#### REQUEST A:
Reproduce the portion of the text about places in Texas from "Not what you" up to and including "glow at night.", substituting "petroleum" for "oil" throughout.
#### REQUEST B:
Extend the text about places in Texas with the passage that would follow its final sentence.

#### SOURCE:
↓↓↓

The smaller counterpart to New Braunfels (see below), Fredericksburg shares much of the of the Texas German (or Texasdeutsch) heritage as its larger counterpart, as reflected in the town's architecture (and name), and is also just as active in the trendy San Antonio/Austin tourist scene. World War II Fleet Admiral Chester Nimitz was from here; nowadays the town is home to a museum about the Pacific War that bears Nimitz's name. The town serves as a gateway to the Hill Country wine scene, and hosts several wineries within the city limits itself.note  And be sure to visit during the early-to-mid summer, when Fredericksburg's famous peaches are in season.

Nearby Luckenbach (population 3) was also a rural German settlement that had almost 500 people at one point, but by 1970 it had dwindled to the point that the town offered itself up for sale, and John "Hondo" Crouch, a former All-American swimmer at the University of Texas who'd aged into an eccentric local jack-of-all-trades (his jobs included rancher, wool-spinner, folklorist and humorist), bought it and turned it into a hangout for people who want to get away from everything, including establishing it as a tiny (but popular) Country Music venue. Outlaw country singer Jerry Jeff Walker's live album ¡Viva Terlingua! was recorded here, and the town got a very famous Shout-Out in the popular 1977 Waylon Jennings song "Luckenbach, Texas (Back to the Basics of Love)."note  It consists of a general store selling souvenirs, the dance hall, and not much else, but is a nice little destination for country fans and native Texans alike.

Galveston

Oceanfront resort town located on a narrow island about forty miles south of Houston. It was once one of the largest cities in Texas, and one of the busiest ports on the Gulf of Mexico, until it was destroyed in 1900 by a hurricane four times as destructive as Katrina. Although the city was rebuilt, development shifted north to Houston, Southeast Texas' economy shifted from cotton to oil, and the city never really recovered its former glory. It later became a Mafia-controlled Vice City from 1920 to 1957, when it lost the title to Las Vegas. The city is now known, in Texas at least, for being chock full of honestly nice people. In music, "Galveston" was a 1969 hit single for Glen Campbell.

The Golden Triangle

Not what you may think if you're not from Texas—it's not DFW, Houston, and San Antonio. In Texas, this refers to the conurbation of Beaumont, Port Arthur, and Orange in the southeast corner of the state, whose metropolitan area borders metro Houston. The term dates back to the early 20th century, originally referring to the enormous wealth that flowed from the monstrous 1901 Spindletop oil strike in what's now the southern part of the city of Beaumont. In more recent decades, the "golden" part is literal in a different way, as gas flares from the numerous oil refineries in the area give off a orange-gold glow at night.

↑↑↑

#### GIVEN MATERIAL:
↓↓↓

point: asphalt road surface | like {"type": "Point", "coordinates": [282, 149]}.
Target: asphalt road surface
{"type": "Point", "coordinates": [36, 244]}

↑↑↑

#### WRITTEN RESPONSE A:
Not what you may think if you're not from Texas—it's not DFW, Houston, and San Antonio. In Texas, this refers to the conurbation of Beaumont, Port Arthur, and Orange in the southeast corner of the state, whose metropolitan area borders metro Houston. The term dates back to the early 20th century, originally referring to the enormous wealth that flowed from the monstrous 1901 Spindletop petroleum strike in what's now the southern part of the city of Beaumont. In more recent decades, the "golden" part is literal in a different way, as gas flares from the numerous petroleum refineries in the area give off a orange-gold glow at night.

#### WRITTEN RESPONSE B:
La Grange

Just let me know if you wanna go
to that home out on the range.
ZZ Top, "La Grange"

A real life Quirky Town that can't seem to stop getting attention for the oddest reasons. For instance, somebody went and made a play and a film about that little "restaurant" that used to be just outside town. ZZ Top described the town as one of their favorite places in the worldnote , so much so that they wrote a song about it. You might have heard it once or twice.

Laredo

Famous border town across the Rio Grande from the drug-war-torn city of Nuevo Laredo, Tamaulipas. The southern terminus of Interstate 35, which runs all the way to Duluth, Minnesota. Also one of the three southern termini of Interstate 69, which will eventually run to Port Huron, Michigan. A major hub of transportation and shipping.

Lubbock

The largest city in the Texas Panhandle, and also the largest city in an extremely flat, barren stretch of land called the Llano Estacado, or 'Palisade Plains'. It is the birthplace of Buddy Holly, a fact you are likely to be reminded of often if you visit. Home to Texas Tech University. Also home to a very large prairie dog town. As this entry might hint, it's memetically a bit sleepy.

One of the more noteworthy parts of Lubbock is a well-earned reputation for its somewhat eccentric climate. Sitting at the intersection of several major standing atmospheric patterns in North America means almost constant wind in one direction or another, and that periodic mudshowers and midsummer hailstorms are only the beginning of the whimsy.

Marfa

A tiny town out in remote West Texas, and at first glance there's not a whole lot to it. But over time it's gained somewhat of a reputation as a Quirky Town; it has its own well-regarded arts scene thanks to the Chinati Foundation, has its own NPR affiliate, and has a tourist draw through the faux-mysterious Marfa lights. It was also the main filming location for James Dean's final movie Giant, and was one of the filming locations for There Will Be Blood and No Country for Old Men. It also has its own infamous Prada store, sort of.note 

New Braunfels

German-founded town in central Texas, roughly equidistant from Austin and San Antonio. Named after the town of Braunfels in Hesse, it was mostly a German-speaking farm town until the United States cracked down on the use of German in public in 1917. note  It later became a bedroom town for both Austin and San Antonio. Small Soldiers was filmed and set here.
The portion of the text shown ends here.